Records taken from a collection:
## START

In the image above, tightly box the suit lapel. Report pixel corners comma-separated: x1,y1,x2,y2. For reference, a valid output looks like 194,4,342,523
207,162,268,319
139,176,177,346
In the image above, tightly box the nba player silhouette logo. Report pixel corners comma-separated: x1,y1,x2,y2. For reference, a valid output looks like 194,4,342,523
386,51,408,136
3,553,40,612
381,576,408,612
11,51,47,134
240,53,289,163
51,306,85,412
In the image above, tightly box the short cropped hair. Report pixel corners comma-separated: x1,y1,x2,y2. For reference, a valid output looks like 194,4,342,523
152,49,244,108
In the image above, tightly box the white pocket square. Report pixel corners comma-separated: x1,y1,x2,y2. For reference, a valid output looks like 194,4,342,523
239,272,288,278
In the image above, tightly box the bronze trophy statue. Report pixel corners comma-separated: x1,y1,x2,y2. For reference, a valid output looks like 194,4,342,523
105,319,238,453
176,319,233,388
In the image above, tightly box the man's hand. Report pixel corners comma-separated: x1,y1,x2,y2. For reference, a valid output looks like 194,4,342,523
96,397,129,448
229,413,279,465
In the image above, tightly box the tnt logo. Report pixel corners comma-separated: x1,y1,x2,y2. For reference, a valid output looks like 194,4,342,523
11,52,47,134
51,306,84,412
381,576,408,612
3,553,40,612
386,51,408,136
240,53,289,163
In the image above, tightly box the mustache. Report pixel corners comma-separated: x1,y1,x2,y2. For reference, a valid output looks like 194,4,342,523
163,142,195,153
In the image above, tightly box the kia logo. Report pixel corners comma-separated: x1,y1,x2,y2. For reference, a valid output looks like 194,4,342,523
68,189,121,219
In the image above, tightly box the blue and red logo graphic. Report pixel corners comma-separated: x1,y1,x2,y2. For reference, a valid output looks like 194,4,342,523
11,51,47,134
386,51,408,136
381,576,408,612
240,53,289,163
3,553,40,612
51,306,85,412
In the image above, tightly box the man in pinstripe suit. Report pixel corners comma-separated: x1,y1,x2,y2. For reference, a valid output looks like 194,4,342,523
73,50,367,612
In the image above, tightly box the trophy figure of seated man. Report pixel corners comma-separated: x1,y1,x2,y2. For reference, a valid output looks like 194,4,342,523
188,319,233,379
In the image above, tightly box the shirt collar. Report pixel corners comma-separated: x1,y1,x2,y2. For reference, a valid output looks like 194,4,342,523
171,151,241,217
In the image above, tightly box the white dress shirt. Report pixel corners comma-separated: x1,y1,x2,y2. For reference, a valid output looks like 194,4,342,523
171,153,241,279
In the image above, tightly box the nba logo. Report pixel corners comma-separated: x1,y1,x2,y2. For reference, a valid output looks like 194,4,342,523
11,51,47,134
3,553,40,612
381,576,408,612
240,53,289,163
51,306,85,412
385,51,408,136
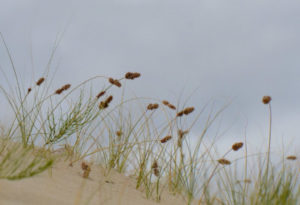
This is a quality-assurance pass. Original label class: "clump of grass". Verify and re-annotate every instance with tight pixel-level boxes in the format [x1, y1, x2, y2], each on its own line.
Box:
[0, 34, 300, 204]
[0, 140, 55, 180]
[81, 162, 92, 178]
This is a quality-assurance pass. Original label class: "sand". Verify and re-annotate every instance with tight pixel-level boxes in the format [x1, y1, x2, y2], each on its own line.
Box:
[0, 162, 186, 205]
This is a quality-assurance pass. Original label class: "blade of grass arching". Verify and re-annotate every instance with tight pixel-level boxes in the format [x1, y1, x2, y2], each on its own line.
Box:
[0, 32, 22, 102]
[0, 142, 54, 180]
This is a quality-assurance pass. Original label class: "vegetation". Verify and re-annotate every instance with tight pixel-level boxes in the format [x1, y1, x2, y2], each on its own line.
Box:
[0, 33, 300, 205]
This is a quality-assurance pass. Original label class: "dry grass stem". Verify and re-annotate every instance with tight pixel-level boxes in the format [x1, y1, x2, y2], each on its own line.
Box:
[96, 91, 105, 99]
[36, 78, 45, 86]
[232, 142, 244, 151]
[147, 103, 159, 110]
[160, 135, 172, 143]
[125, 72, 141, 80]
[218, 158, 231, 165]
[108, 78, 122, 88]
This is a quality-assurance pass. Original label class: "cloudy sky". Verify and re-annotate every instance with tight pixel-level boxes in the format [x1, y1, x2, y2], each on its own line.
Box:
[0, 0, 300, 154]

## END

WHAT THE EXERCISE ASKS: Substitute "separated by commas" for every occurrence of "comma-separated" across the material above, reproducing all of it otherwise unchanged. Leave the images out of your answer.

TASK RESULT:
In the image above, tightly box the suit lapel. Report pixel corners separated by commas: x1,y1,x2,y2. For reference, a valid output looks like 194,4,342,523
207,162,268,319
139,176,177,346
In the image above, tightly box the nba player silhouette logo. Report pixel corners separated by commas: x1,y1,x2,y2. For reference, a valid output looks like 194,4,342,523
386,51,408,136
3,553,40,612
381,576,408,612
11,51,47,134
240,53,289,163
51,306,85,412
In the image above, tightly box the short cropped hair. Report pixel corners separated by commas: x1,y1,x2,y2. For reference, a valid output looks like 194,4,342,523
152,49,244,108
In the image above, tightly box the white pocket square. Report pixel corners separated by commas: x1,y1,x2,y2. For reference, a valid output looks like 194,4,342,523
239,272,288,278
In the image above, tightly box the bronze trophy statue. Report pixel corners separated by commas: x1,y1,x2,y2. For reference, a valid output looks like 194,4,342,523
105,319,238,453
176,319,233,388
In the image above, tightly box the man's hand. Report pixel corners separated by commas: x1,y1,x2,y2. For reference, a valid output looks like 194,4,342,523
96,397,129,448
229,413,279,465
In the image above, tightly box the tnt logo. Report pixel corners separated by commas: x1,y1,x2,y2. For reference, a valid output looks like 194,4,342,523
11,52,47,134
51,306,84,412
381,576,408,612
3,553,40,612
386,51,408,136
240,53,289,163
In the image above, tightly box the mustache. Report pixel corners separated by commas: x1,y1,x2,y2. For reference, a valid output looks like 194,4,342,523
163,142,195,153
In the image above, tightly box the kia logo. Report pixel corners separated by commas: x1,y1,x2,y2. For reference, a valid output looks like 194,4,342,523
68,189,121,219
In the image above, tightly box the blue and red logo graphic. Report pixel corners separated by commas: x1,y1,x2,y2. For reference, a valid output looks like 194,4,342,523
11,51,47,134
386,51,408,136
381,576,408,612
240,53,289,163
3,553,40,612
51,306,85,412
In the image above, tightly box the man in pinstripe suit. Report pixel corners separated by commas: x1,y1,x2,y2. For reference, a valid output looks like 194,4,342,523
73,50,367,612
In the image above, tightly box the trophy figure of seated man. Report pixel corners separated by commas: x1,y1,x2,y2. For reference, a valid output looks like 194,4,342,523
188,319,233,379
In the image above, tightly box the shirt collar. Report pixel corners separated by commas: x1,y1,x2,y2. For reference, a valid output looks like 194,4,342,523
171,151,241,217
In the image above, tightly box the white dress shirt. Report pixel corners separated by commas: x1,y1,x2,y2. For reference, a valid output looks like 194,4,342,523
171,153,241,279
In the image above, tightly box the nba logo. Report pixel corners separated by commas: x1,y1,x2,y2. For reference, a valid output looks like 194,4,342,523
11,51,47,134
3,553,40,612
381,576,408,612
240,53,289,163
51,306,85,412
385,51,408,136
This is a quality-assurance pass. Original label class: "clump of grass". Verify and re-annotate every instance with tight pixel-level boxes in the format [x1, y1, x2, y2], each on its own line.
Box:
[0, 34, 300, 204]
[0, 140, 55, 180]
[81, 162, 92, 178]
This is a quality-assurance pass. Original label class: "sand". Verify and re-annotate every instance with tight pixel-level boxes in the format [x1, y1, x2, y2], each on its own line.
Box:
[0, 162, 186, 205]
This is a quality-assurance pass. Original label class: "blade of grass arching". Verify and re-annotate every instance with tight pixel-level boxes in the format [x1, y1, x2, y2], each on its own line.
Box:
[0, 32, 22, 102]
[0, 142, 54, 180]
This is a quality-assurance pass. Original label class: "vegetation". Verify and re-annotate every instance with tight pixel-level boxes in the format [x1, y1, x2, y2], each on its own line.
Box:
[0, 33, 300, 205]
This is a quality-assurance pass. Original label class: "dry grass stem". Verify and re-annotate every instance with tight pixel-level boxes in the format [x1, y1, x2, y2], each on its own line.
Box:
[96, 91, 105, 99]
[36, 78, 45, 86]
[232, 142, 244, 151]
[147, 103, 159, 110]
[160, 135, 172, 143]
[125, 72, 141, 80]
[218, 158, 231, 165]
[108, 78, 122, 88]
This is a quality-assurance pass. Original label class: "cloudy sky". Verify and re-annotate every instance with tight pixel-level boxes in the format [x1, y1, x2, y2], each on its own line.
Box:
[0, 0, 300, 154]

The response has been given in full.